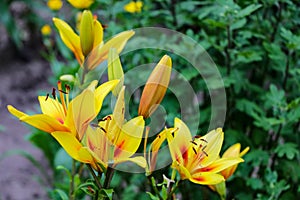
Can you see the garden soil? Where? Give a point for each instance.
(20, 81)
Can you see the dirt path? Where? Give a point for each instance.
(19, 83)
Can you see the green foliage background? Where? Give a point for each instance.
(255, 44)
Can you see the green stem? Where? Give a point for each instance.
(153, 184)
(173, 190)
(95, 177)
(108, 177)
(73, 173)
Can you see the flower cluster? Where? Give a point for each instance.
(111, 140)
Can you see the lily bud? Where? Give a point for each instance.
(67, 77)
(81, 4)
(87, 32)
(115, 70)
(155, 87)
(233, 152)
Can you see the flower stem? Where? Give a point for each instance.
(170, 194)
(95, 177)
(153, 184)
(108, 177)
(71, 191)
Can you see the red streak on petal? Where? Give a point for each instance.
(199, 178)
(60, 120)
(91, 146)
(118, 149)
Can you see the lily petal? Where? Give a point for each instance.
(233, 151)
(207, 178)
(72, 146)
(52, 108)
(179, 144)
(219, 165)
(70, 38)
(81, 111)
(100, 53)
(213, 141)
(130, 138)
(98, 33)
(139, 160)
(115, 125)
(44, 123)
(15, 112)
(102, 91)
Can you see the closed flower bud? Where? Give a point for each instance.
(55, 5)
(115, 70)
(86, 32)
(155, 87)
(46, 30)
(67, 77)
(81, 4)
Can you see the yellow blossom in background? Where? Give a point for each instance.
(46, 30)
(198, 159)
(134, 6)
(115, 70)
(232, 152)
(67, 121)
(156, 87)
(115, 140)
(55, 4)
(81, 4)
(90, 40)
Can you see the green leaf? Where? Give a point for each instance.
(290, 150)
(39, 139)
(248, 10)
(107, 193)
(255, 183)
(63, 159)
(61, 194)
(60, 167)
(152, 196)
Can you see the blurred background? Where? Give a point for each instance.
(254, 43)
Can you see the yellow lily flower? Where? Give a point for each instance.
(198, 159)
(81, 4)
(115, 70)
(90, 40)
(232, 152)
(114, 141)
(67, 116)
(156, 87)
(55, 4)
(46, 30)
(67, 121)
(154, 149)
(134, 7)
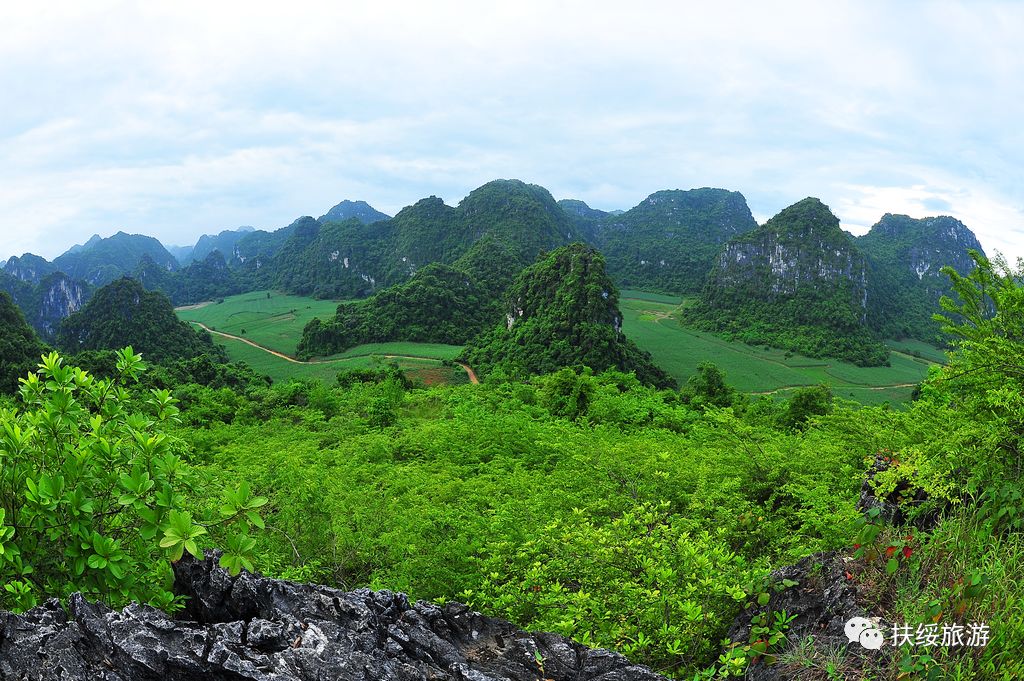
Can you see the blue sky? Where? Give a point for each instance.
(181, 119)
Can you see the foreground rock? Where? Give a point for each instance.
(823, 600)
(254, 628)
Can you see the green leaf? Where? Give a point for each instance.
(255, 518)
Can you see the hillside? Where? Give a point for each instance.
(29, 267)
(798, 283)
(101, 260)
(223, 242)
(19, 347)
(905, 256)
(562, 311)
(670, 241)
(439, 304)
(124, 313)
(47, 301)
(359, 210)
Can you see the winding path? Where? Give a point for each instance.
(469, 370)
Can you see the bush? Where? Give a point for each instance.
(91, 491)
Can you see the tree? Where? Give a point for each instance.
(708, 386)
(91, 492)
(812, 400)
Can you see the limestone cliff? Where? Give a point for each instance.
(251, 628)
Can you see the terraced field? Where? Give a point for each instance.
(263, 329)
(650, 321)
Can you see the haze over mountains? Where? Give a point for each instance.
(798, 282)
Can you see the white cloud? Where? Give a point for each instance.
(180, 118)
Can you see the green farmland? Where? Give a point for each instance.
(649, 320)
(275, 324)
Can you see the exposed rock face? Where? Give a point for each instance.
(801, 248)
(798, 282)
(59, 296)
(254, 628)
(670, 241)
(905, 257)
(29, 267)
(823, 600)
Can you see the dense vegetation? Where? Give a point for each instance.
(669, 242)
(439, 304)
(627, 516)
(359, 210)
(124, 313)
(101, 260)
(905, 257)
(562, 311)
(19, 347)
(798, 283)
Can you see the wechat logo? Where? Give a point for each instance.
(865, 632)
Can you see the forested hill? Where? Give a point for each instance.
(19, 347)
(207, 244)
(124, 313)
(102, 260)
(905, 256)
(670, 241)
(359, 210)
(562, 311)
(798, 282)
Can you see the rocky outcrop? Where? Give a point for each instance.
(823, 600)
(798, 283)
(671, 240)
(29, 267)
(59, 296)
(250, 627)
(801, 248)
(905, 258)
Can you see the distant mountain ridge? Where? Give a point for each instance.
(358, 210)
(698, 241)
(905, 257)
(668, 242)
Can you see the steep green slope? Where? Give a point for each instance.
(223, 242)
(562, 311)
(358, 210)
(102, 260)
(439, 304)
(798, 283)
(905, 256)
(29, 267)
(333, 260)
(124, 313)
(670, 241)
(19, 347)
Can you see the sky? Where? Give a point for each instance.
(178, 119)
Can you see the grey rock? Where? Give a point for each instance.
(252, 628)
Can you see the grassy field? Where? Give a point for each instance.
(276, 323)
(273, 322)
(648, 321)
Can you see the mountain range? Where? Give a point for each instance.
(797, 282)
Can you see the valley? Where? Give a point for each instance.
(274, 324)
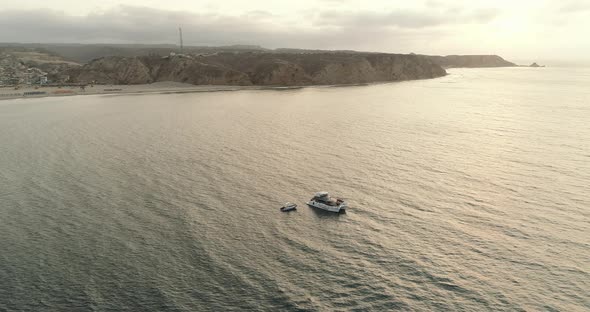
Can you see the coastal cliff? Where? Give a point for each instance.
(252, 68)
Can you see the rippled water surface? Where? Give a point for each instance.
(468, 192)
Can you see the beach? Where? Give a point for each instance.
(158, 87)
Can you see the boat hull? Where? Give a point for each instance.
(325, 207)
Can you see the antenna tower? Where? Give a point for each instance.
(180, 34)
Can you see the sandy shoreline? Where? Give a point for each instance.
(160, 87)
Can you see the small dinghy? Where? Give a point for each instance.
(288, 207)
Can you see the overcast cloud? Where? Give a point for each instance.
(523, 29)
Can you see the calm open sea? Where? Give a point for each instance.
(468, 192)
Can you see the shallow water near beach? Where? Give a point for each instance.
(468, 192)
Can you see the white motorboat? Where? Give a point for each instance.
(288, 207)
(322, 200)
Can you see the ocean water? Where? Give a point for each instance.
(469, 192)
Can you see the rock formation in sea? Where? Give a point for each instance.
(259, 68)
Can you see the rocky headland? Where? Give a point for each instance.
(255, 68)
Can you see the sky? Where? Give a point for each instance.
(527, 30)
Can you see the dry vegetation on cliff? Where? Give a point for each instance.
(257, 68)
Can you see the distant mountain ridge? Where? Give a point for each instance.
(258, 68)
(84, 53)
(234, 65)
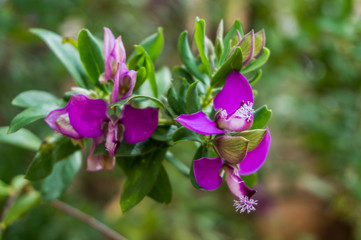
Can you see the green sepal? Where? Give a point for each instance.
(258, 62)
(192, 99)
(53, 149)
(231, 148)
(261, 117)
(254, 137)
(233, 63)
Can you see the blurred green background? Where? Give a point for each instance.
(309, 188)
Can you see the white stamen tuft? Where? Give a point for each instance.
(245, 111)
(245, 204)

○ ○ ○ ○ ○ ○ ○

## The task
Convert every line of the records above into a JSON list of strings, one string per line, with blank lines dropped. Leave the pictures out of the list.

## Task answer
[
  "Can you see the garden soil? Where? Give a point for each instance.",
  "(20, 81)",
  "Can you see the dirt path? Where? Give a point for each instance.",
  "(19, 83)",
  "Can you see the green foliage background? Where? Give a point for each instance.",
  "(255, 44)",
  "Can you see the green stem? Where? Give a point for each instance.",
  "(153, 184)",
  "(173, 190)",
  "(95, 177)",
  "(108, 177)",
  "(73, 173)",
  "Can you see the flower cluster? Where? Give a point for each instance.",
  "(111, 140)",
  "Can you see the lily bud? Where? Give a point for each instance.",
  "(67, 77)",
  "(81, 4)",
  "(87, 32)",
  "(115, 70)",
  "(155, 87)",
  "(233, 152)",
  "Can you see the flower stem? Where? Give a point for each instance.",
  "(170, 194)",
  "(95, 177)",
  "(153, 184)",
  "(108, 177)",
  "(71, 191)",
  "Can you see the red streak on petal? Where? Give a point for each instance.",
  "(199, 178)",
  "(60, 120)",
  "(91, 146)",
  "(118, 149)",
  "Can you see the lily petal? Where? Give a point for each instance.",
  "(233, 151)",
  "(207, 178)",
  "(72, 146)",
  "(52, 108)",
  "(179, 144)",
  "(219, 165)",
  "(70, 38)",
  "(81, 111)",
  "(100, 53)",
  "(213, 141)",
  "(130, 138)",
  "(98, 33)",
  "(139, 160)",
  "(115, 125)",
  "(44, 123)",
  "(15, 112)",
  "(102, 91)",
  "Can you see the closed flower bud? Where? Give a point for each instance.",
  "(55, 5)",
  "(115, 70)",
  "(86, 32)",
  "(155, 87)",
  "(46, 30)",
  "(67, 77)",
  "(81, 4)",
  "Can you see the yellow blossom in background? Where? Give a point for each instance.",
  "(46, 30)",
  "(198, 159)",
  "(134, 6)",
  "(115, 70)",
  "(232, 152)",
  "(67, 121)",
  "(156, 87)",
  "(115, 140)",
  "(55, 4)",
  "(81, 4)",
  "(90, 40)",
  "Can you see the green leaf? Where? Give a point for each instance.",
  "(290, 150)",
  "(39, 139)",
  "(248, 10)",
  "(107, 193)",
  "(255, 183)",
  "(63, 159)",
  "(61, 194)",
  "(60, 167)",
  "(152, 196)",
  "Can you see the blurred background? Where? Give a point for each instance.",
  "(254, 43)",
  "Can you see the yellow lily flower? Where? Give a point for each instance.",
  "(198, 159)",
  "(81, 4)",
  "(115, 70)",
  "(90, 40)",
  "(232, 152)",
  "(114, 141)",
  "(67, 116)",
  "(156, 87)",
  "(55, 4)",
  "(46, 30)",
  "(67, 121)",
  "(154, 149)",
  "(134, 7)",
  "Can you see the blue sky? Where? Give a point for each instance.",
  "(181, 119)",
  "Can you see the foreground rock? Where? Give a point for each instance.",
  "(823, 600)",
  "(254, 628)",
  "Can you see the green leaf? Where? Give a point for each instance.",
  "(255, 518)",
  "Can you see the hillside? Where? Give a point for each instance.",
  "(29, 267)",
  "(798, 283)",
  "(101, 260)",
  "(223, 242)",
  "(19, 347)",
  "(905, 256)",
  "(562, 311)",
  "(670, 241)",
  "(439, 304)",
  "(124, 313)",
  "(47, 301)",
  "(359, 210)",
  "Can you see the winding path? Where? Give a point for each instance.",
  "(469, 370)",
  "Can you see the bush? Where? Give a point for each instance.",
  "(91, 491)",
  "Can you see the tree? Where? Give a point for each instance.",
  "(708, 386)",
  "(91, 492)",
  "(812, 400)",
  "Can you see the limestone cliff? Where? Give a point for each instance.",
  "(251, 628)",
  "Can you see the terraced field? Where? Give a point for each instance.",
  "(263, 329)",
  "(650, 321)",
  "Can you see the haze over mountains? Where? Give a point for each instance.",
  "(798, 282)",
  "Can you see the white cloud? Where? Give a point for each instance.",
  "(180, 118)",
  "Can you see the green farmland? Where? Give a point for each instance.",
  "(649, 320)",
  "(275, 324)",
  "Can you see the exposed rock face? Where? Give a point for each instance.",
  "(801, 248)",
  "(798, 282)",
  "(59, 296)",
  "(254, 628)",
  "(670, 241)",
  "(905, 257)",
  "(29, 267)",
  "(823, 600)",
  "Can you see the dense vegetation? Where? Give a point for each instance.",
  "(669, 242)",
  "(439, 304)",
  "(627, 516)",
  "(359, 210)",
  "(124, 313)",
  "(101, 260)",
  "(905, 257)",
  "(562, 311)",
  "(19, 347)",
  "(798, 283)",
  "Can you see the wechat logo? Where? Give a point for each instance.",
  "(865, 632)",
  "Can you see the forested hill? Where? Give a point for each instance.",
  "(19, 347)",
  "(207, 244)",
  "(124, 313)",
  "(102, 260)",
  "(905, 256)",
  "(670, 241)",
  "(359, 210)",
  "(562, 311)",
  "(798, 282)",
  "Can you see the rocky outcrop? Where? Give a point for each instance.",
  "(823, 600)",
  "(798, 283)",
  "(671, 240)",
  "(29, 267)",
  "(59, 296)",
  "(250, 627)",
  "(801, 248)",
  "(905, 258)",
  "Can you see the distant mountain ridge? Where? Give a point for each instance.",
  "(358, 210)",
  "(698, 241)",
  "(905, 257)",
  "(668, 242)",
  "Can you see the steep green slope? Where? Give a point for each instance.",
  "(223, 242)",
  "(562, 311)",
  "(358, 210)",
  "(102, 260)",
  "(439, 304)",
  "(798, 283)",
  "(905, 256)",
  "(29, 267)",
  "(333, 260)",
  "(124, 313)",
  "(670, 241)",
  "(19, 347)",
  "Can you see the sky? Where? Give a point for each instance.",
  "(178, 119)",
  "Can you see the grey rock? Where? Give a point for each instance.",
  "(252, 628)",
  "Can you see the grassy field? Where? Give a point for each instance.",
  "(276, 323)",
  "(273, 322)",
  "(648, 321)",
  "Can you see the mountain range? Where? Give a point for each instance.",
  "(797, 282)",
  "Can you see the valley? Where? Give a point for each instance.",
  "(274, 324)",
  "Can you see the coastal cliff? Where? Give a point for each instance.",
  "(252, 68)",
  "Can you see the rippled water surface? Where? Give a point for each instance.",
  "(468, 192)",
  "Can you see the beach? Where? Give a point for each instance.",
  "(158, 87)",
  "Can you see the boat hull? Where? Give a point for each instance.",
  "(325, 207)",
  "Can you see the antenna tower? Where? Give a point for each instance.",
  "(180, 34)",
  "Can you see the sandy shoreline? Where? Give a point for each instance.",
  "(160, 87)",
  "Can you see the small dinghy? Where? Give a point for each instance.",
  "(288, 207)",
  "Can you see the overcast cloud? Where? Give a point for each instance.",
  "(523, 29)",
  "Can you see the calm open sea? Where? Give a point for each instance.",
  "(468, 192)",
  "Can you see the shallow water near beach? Where? Give a point for each instance.",
  "(468, 192)",
  "Can you see the white motorboat? Where? Give a point for each instance.",
  "(288, 207)",
  "(322, 200)",
  "Can you see the ocean water? Where? Give a point for each instance.",
  "(469, 192)",
  "Can you see the rock formation in sea? Where? Give a point for each instance.",
  "(259, 68)",
  "Can you see the rocky headland? Where? Give a point for each instance.",
  "(255, 68)",
  "Can you see the sky? Where? Give a point for each instance.",
  "(527, 30)",
  "Can you see the dry vegetation on cliff? Where? Give a point for each instance.",
  "(257, 68)",
  "Can you see the distant mountain ridge? Where? Give a point for each instance.",
  "(258, 68)",
  "(84, 53)",
  "(234, 65)",
  "Can you see the green sepal? Where? Give a point for each instance.",
  "(258, 62)",
  "(192, 99)",
  "(53, 149)",
  "(231, 148)",
  "(261, 117)",
  "(254, 137)",
  "(233, 63)",
  "Can you see the blurred green background? Where? Give a point for each instance.",
  "(309, 188)",
  "Can you see the white stamen tuft? Where? Give a point for each instance.",
  "(245, 111)",
  "(245, 204)"
]